> Exercise
Rewrite all of the material below, replacing every "Reviewer note" with "Annotator note" and keeping everything else the same.

──────── Entries shown

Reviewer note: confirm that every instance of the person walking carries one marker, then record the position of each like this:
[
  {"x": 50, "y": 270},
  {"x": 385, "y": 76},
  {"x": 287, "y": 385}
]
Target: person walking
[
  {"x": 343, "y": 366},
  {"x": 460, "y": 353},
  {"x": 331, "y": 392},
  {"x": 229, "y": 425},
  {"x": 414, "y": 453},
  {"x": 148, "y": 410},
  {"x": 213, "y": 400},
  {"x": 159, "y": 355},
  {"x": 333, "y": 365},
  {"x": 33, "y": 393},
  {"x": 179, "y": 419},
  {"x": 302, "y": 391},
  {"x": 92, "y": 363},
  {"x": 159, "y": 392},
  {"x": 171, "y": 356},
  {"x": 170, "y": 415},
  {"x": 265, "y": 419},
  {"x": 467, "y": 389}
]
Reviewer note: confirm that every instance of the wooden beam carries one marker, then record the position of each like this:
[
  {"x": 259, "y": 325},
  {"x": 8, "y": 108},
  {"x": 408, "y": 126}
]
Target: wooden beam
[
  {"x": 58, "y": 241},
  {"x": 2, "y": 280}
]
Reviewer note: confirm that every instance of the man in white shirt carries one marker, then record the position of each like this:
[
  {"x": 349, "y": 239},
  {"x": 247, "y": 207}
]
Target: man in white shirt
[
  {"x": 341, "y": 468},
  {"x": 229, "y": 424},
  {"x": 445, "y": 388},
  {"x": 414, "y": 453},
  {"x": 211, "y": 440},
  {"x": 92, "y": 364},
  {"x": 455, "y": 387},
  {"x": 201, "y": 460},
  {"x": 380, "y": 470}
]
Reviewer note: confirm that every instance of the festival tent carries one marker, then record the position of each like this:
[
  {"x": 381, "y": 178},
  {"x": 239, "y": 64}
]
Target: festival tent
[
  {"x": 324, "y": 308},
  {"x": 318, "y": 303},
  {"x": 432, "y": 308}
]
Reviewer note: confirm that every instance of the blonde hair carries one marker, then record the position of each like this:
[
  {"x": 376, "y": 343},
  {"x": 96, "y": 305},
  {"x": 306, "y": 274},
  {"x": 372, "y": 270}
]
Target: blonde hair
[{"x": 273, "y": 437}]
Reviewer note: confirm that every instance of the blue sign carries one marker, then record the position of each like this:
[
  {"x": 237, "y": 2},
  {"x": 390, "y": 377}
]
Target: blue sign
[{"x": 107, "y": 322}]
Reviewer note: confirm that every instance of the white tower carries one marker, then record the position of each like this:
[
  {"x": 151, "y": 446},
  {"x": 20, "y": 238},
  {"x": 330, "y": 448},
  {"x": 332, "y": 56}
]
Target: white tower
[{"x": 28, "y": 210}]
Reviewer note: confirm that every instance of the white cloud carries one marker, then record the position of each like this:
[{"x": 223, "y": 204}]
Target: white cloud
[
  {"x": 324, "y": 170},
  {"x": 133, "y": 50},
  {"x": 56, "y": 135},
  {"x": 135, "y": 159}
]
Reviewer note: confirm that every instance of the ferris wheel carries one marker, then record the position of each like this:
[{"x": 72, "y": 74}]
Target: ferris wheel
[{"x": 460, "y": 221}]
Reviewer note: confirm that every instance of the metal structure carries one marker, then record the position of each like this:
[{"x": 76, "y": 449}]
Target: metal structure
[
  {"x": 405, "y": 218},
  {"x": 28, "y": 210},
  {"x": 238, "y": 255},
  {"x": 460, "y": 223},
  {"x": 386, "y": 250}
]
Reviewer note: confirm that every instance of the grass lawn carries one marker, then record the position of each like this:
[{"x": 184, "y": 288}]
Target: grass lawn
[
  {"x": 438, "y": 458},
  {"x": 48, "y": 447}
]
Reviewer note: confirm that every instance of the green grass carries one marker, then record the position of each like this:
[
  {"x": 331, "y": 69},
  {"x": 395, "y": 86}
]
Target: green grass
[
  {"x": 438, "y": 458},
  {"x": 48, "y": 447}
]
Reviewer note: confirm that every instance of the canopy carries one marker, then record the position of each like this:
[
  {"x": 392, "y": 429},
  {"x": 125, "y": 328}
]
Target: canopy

────────────────

> Exercise answer
Annotator note: confirm that every instance of the person walking carries one marker, then record the position of each like this:
[
  {"x": 50, "y": 270},
  {"x": 385, "y": 76},
  {"x": 287, "y": 385}
]
Target: person walking
[
  {"x": 343, "y": 366},
  {"x": 460, "y": 353},
  {"x": 331, "y": 392},
  {"x": 229, "y": 425},
  {"x": 414, "y": 453},
  {"x": 148, "y": 410},
  {"x": 213, "y": 400},
  {"x": 159, "y": 355},
  {"x": 333, "y": 365},
  {"x": 33, "y": 393},
  {"x": 179, "y": 419},
  {"x": 302, "y": 391},
  {"x": 92, "y": 363},
  {"x": 159, "y": 392},
  {"x": 171, "y": 356},
  {"x": 170, "y": 415},
  {"x": 265, "y": 419},
  {"x": 467, "y": 389}
]
Annotator note: confirm that every instance of the wooden beam carries one marker, then record the position of each like this:
[
  {"x": 259, "y": 325},
  {"x": 8, "y": 108},
  {"x": 408, "y": 126}
]
Target: wooden beam
[
  {"x": 58, "y": 241},
  {"x": 2, "y": 280}
]
Annotator note: confirm that every instance of the man in white shirt carries one marker, then record the position of each like this:
[
  {"x": 349, "y": 239},
  {"x": 247, "y": 207}
]
Target: man in white shirt
[
  {"x": 341, "y": 468},
  {"x": 229, "y": 424},
  {"x": 445, "y": 388},
  {"x": 414, "y": 453},
  {"x": 211, "y": 440},
  {"x": 92, "y": 364},
  {"x": 455, "y": 387},
  {"x": 201, "y": 460},
  {"x": 380, "y": 470}
]
Annotator note: confirm that every instance of the festival tent carries one marker, then record the position of each like this:
[
  {"x": 381, "y": 178},
  {"x": 239, "y": 64}
]
Target: festival tent
[
  {"x": 324, "y": 308},
  {"x": 318, "y": 303},
  {"x": 432, "y": 308}
]
Annotator note: confirm that every instance of the blonde hair carries one marker, then record the position of each like this:
[
  {"x": 376, "y": 343},
  {"x": 96, "y": 305},
  {"x": 306, "y": 274},
  {"x": 372, "y": 270}
]
Target: blonde hair
[{"x": 273, "y": 437}]
Annotator note: confirm that every instance of the blue sign carries one marker, then record the position of each like this:
[
  {"x": 237, "y": 2},
  {"x": 390, "y": 377}
]
Target: blue sign
[{"x": 107, "y": 322}]
Annotator note: confirm that every instance of the white tower carries one marker, then record the position of each like this:
[
  {"x": 151, "y": 446},
  {"x": 20, "y": 238},
  {"x": 330, "y": 448},
  {"x": 332, "y": 56}
]
Target: white tower
[{"x": 28, "y": 210}]
Annotator note: confirm that every instance of the white cloud carries one marker, then record the position of each like this:
[{"x": 223, "y": 204}]
Target: white cloud
[
  {"x": 324, "y": 170},
  {"x": 133, "y": 50},
  {"x": 56, "y": 135},
  {"x": 135, "y": 159}
]
Annotator note: confirm that every instance of the ferris wheel carries one marker, then record the position of each like this:
[{"x": 72, "y": 74}]
Target: ferris wheel
[{"x": 460, "y": 221}]
Annotator note: confirm that every instance of the metal structure carries one marker, then record the position of each like this:
[{"x": 76, "y": 449}]
Target: metal structure
[
  {"x": 405, "y": 218},
  {"x": 28, "y": 210},
  {"x": 238, "y": 255},
  {"x": 460, "y": 223},
  {"x": 386, "y": 250}
]
Annotator note: confirm that every instance of the grass lawn carries one marker, then record the position of each like this:
[{"x": 184, "y": 288}]
Target: grass lawn
[
  {"x": 438, "y": 458},
  {"x": 48, "y": 447}
]
Annotator note: confirm that every instance of the green grass carries one marker, then record the position of each like this:
[
  {"x": 331, "y": 69},
  {"x": 395, "y": 86}
]
Target: green grass
[
  {"x": 438, "y": 458},
  {"x": 48, "y": 447}
]
Annotator note: confirm that every instance of the canopy carries one marker, then record the position of each like this:
[
  {"x": 392, "y": 429},
  {"x": 125, "y": 328}
]
Target: canopy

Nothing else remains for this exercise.